*SET OF TASKS:*
- a) Using the guitar EQ thread below, explain in one to three sentences why the poster suggests experimenting with the 1.7k-2.2khz and 2.2k-3.1khz ranges.
- b) Rewrite the guitar EQ thread from "So guys, this" to "Very nice man.", substituting "amp modeler" for "pod".

*PROVIDED TEXT:*
========================================

Instead of following the masses about what is good or bad, i came up with a list to show you how you can relate your guitar with an equalisation.

---------------------------------------------------
20-55hz -- Rare to use, but who knows?
---------------------------------------------------
55-100hz -- The body of the bass. Can be your best friend or worst enemy.
---------------------------------------------------
100-150hz -- The lowest that a 6-string can reach.
---------------------------------------------------
150-250hz -- It can cause noise, but it also gives you a thick sound.
---------------------------------------------------
250-350hz -- Can work, but it's kinda muddy.
---------------------------------------------------
340-650hz -- Where the mids of the guitar fit in. Very important.
---------------------------------------------------
700-900hz -- It's the butter of the guitar. Nothing spectacular, just mids.
---------------------------------------------------
900-1.7khz -- The most rocking area. It can hurt, if necessary.
---------------------------------------------------
1.7k-2.2khz -- Here is where your right choice begins.
---------------------------------------------------
2.2k-3.1khz -- More attack, a little more presence.
---------------------------------------------------
3.2k-4.2khz -- Even more attack and presence, the treble that stands out.
---------------------------------------------------
4.3k-7khz -- Where distortion begins to fry and your clean timbre stands out.
---------------------------------------------------
7k-9khz -- The end of the timbre. Choose careful to avoid problems.
---------------------------------------------------
9k-15khz -- Where the air starts and sometimes the noise grows. Dangerous.
---------------------------------------------------
15k-25khz -- Never say never. Or maybe...?
---------------------------------------------------"


So guys, this is the piece of the article i wanted to share with you. The main help it gave to me was to put some use in the eq of my pod, which i never got a good use from. 
Although i still don't know exactly how the eq works in a deep level, and how to make the total most of it, this article helped me start messing around with it with some little knowledge.
Personally i'd recomend messing with the 1.7k-2.2khz and the 2.2k-3.1khz. 
The first really helps to define your notes better when you're using a lot of distortion, and the second gives your pick more attack, which on the pod some amps lack it.


----------



## SomeChump (Apr 12, 2010)

This is a very good guide, especially to a beginner to recording. Would I be out of line to suggest a sticky? Very nice man.


----------



## DespoticOrder (Mar 6, 2011)

Woah hey! Can you link me to this whole guide?? I think its the one I've been looking for. I had it saved, but i had to reformat... I've been searching for hours to find it again, but I can't remember the name of it or the guy that made it! Thanks if you can help!

========================================

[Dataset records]
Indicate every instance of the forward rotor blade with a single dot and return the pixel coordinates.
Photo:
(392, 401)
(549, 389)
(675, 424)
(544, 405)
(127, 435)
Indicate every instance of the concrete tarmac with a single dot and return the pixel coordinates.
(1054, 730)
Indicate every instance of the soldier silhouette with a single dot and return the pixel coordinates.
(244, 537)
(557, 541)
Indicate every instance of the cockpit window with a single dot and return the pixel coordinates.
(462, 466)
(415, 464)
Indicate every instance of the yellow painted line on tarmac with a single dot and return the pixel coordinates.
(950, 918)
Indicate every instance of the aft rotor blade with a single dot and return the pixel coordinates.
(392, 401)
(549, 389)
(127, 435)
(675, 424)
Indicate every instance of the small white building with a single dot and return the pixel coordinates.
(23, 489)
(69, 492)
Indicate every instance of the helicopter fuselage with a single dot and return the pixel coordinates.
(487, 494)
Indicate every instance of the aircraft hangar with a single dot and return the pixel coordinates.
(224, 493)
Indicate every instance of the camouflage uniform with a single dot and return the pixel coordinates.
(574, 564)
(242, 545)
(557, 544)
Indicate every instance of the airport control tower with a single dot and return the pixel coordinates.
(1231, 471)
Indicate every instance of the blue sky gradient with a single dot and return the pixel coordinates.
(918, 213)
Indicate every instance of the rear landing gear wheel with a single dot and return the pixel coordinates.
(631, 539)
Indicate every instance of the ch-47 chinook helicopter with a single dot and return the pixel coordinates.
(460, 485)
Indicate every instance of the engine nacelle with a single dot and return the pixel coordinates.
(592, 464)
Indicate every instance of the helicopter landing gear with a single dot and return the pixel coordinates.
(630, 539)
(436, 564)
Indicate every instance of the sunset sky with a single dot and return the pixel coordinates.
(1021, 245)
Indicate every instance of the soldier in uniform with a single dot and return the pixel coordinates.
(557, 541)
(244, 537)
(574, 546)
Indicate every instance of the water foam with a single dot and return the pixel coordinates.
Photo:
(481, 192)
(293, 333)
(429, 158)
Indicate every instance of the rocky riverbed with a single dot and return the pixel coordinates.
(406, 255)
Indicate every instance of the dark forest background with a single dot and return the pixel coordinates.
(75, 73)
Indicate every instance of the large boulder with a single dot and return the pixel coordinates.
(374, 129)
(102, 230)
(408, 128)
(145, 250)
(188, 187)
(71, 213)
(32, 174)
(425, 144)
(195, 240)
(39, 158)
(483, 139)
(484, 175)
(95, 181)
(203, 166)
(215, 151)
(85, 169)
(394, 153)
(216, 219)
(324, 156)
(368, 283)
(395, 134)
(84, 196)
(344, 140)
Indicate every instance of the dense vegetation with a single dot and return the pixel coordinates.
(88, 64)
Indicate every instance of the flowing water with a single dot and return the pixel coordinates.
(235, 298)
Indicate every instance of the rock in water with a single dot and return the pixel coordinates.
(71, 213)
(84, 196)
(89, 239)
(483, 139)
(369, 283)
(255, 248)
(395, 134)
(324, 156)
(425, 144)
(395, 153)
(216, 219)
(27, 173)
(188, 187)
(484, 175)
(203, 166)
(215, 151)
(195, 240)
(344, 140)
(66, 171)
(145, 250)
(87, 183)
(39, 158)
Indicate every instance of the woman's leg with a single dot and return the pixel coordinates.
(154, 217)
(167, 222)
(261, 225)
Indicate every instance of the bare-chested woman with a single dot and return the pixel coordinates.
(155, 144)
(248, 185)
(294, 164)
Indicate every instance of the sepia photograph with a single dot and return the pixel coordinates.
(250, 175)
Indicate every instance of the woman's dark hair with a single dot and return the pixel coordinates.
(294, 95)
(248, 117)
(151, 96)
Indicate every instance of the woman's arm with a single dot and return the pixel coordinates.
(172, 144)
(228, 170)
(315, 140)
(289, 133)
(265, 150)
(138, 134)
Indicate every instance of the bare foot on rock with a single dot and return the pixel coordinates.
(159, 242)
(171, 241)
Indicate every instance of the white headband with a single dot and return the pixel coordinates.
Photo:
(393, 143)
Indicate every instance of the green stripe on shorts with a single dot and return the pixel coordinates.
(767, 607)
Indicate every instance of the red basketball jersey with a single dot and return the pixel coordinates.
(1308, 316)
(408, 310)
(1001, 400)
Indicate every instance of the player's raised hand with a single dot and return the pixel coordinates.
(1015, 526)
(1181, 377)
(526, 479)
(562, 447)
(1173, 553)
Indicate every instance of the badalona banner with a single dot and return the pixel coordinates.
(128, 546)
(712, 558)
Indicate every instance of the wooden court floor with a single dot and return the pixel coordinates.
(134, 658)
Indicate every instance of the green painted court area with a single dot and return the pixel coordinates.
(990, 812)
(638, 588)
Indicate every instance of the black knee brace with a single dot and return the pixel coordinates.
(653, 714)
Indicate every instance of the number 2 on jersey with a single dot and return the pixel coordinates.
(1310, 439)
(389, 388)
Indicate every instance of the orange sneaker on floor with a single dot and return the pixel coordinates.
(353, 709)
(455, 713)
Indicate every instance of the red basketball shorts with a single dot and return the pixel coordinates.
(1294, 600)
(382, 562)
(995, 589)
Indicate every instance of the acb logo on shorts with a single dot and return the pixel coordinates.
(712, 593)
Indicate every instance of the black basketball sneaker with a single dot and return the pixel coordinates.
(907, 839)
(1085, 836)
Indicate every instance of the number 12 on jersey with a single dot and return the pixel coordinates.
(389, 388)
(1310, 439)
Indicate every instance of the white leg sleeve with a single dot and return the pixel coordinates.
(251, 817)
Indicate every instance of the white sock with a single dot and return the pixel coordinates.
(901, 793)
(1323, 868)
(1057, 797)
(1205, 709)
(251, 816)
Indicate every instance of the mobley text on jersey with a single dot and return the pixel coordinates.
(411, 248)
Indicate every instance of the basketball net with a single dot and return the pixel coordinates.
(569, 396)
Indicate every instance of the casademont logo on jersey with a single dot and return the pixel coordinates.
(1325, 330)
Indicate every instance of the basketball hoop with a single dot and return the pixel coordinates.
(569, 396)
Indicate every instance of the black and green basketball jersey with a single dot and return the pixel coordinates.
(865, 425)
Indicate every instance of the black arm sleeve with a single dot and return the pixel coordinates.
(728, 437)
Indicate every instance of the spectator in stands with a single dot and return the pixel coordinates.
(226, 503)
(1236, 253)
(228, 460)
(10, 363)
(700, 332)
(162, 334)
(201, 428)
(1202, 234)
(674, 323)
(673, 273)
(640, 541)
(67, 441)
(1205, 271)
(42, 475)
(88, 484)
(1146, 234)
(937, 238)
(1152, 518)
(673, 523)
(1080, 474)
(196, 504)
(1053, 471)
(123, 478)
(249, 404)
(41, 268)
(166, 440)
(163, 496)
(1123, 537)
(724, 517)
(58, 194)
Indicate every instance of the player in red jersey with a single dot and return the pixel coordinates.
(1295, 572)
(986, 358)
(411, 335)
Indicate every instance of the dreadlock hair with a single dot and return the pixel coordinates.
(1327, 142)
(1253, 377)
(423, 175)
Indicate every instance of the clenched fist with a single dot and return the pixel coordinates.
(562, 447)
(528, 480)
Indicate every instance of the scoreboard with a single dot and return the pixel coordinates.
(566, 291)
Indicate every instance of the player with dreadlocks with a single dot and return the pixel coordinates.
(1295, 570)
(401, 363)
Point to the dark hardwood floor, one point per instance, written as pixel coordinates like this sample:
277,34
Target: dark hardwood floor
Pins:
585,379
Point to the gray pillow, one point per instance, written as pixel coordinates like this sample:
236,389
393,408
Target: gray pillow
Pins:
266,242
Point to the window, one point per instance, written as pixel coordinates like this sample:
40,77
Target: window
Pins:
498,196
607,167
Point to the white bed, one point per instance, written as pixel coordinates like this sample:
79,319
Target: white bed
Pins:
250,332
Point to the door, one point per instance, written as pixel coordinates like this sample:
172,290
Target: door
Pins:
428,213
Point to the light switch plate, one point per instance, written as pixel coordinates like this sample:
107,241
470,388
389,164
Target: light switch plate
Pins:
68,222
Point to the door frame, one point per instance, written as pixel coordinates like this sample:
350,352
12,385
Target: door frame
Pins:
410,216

========================================

*EXERCISE ANSWERS:*
- a) The poster says the 1.7k-2.2khz range helps define notes better when using a lot of distortion. The 2.2k-3.1khz range gives the pick more attack, which some amps on the pod lack.

- b)
So guys, this is the piece of the article i wanted to share with you. The main help it gave to me was to put some use in the eq of my amp modeler, which i never got a good use from. 
Although i still don't know exactly how the eq works in a deep level, and how to make the total most of it, this article helped me start messing around with it with some little knowledge.
Personally i'd recomend messing with the 1.7k-2.2khz and the 2.2k-3.1khz. 
The first really helps to define your notes better when you're using a lot of distortion, and the second gives your pick more attack, which on the amp modeler some amps lack it.


----------



## SomeChump (Apr 12, 2010)

This is a very good guide, especially to a beginner to recording. Would I be out of line to suggest a sticky? Very nice man.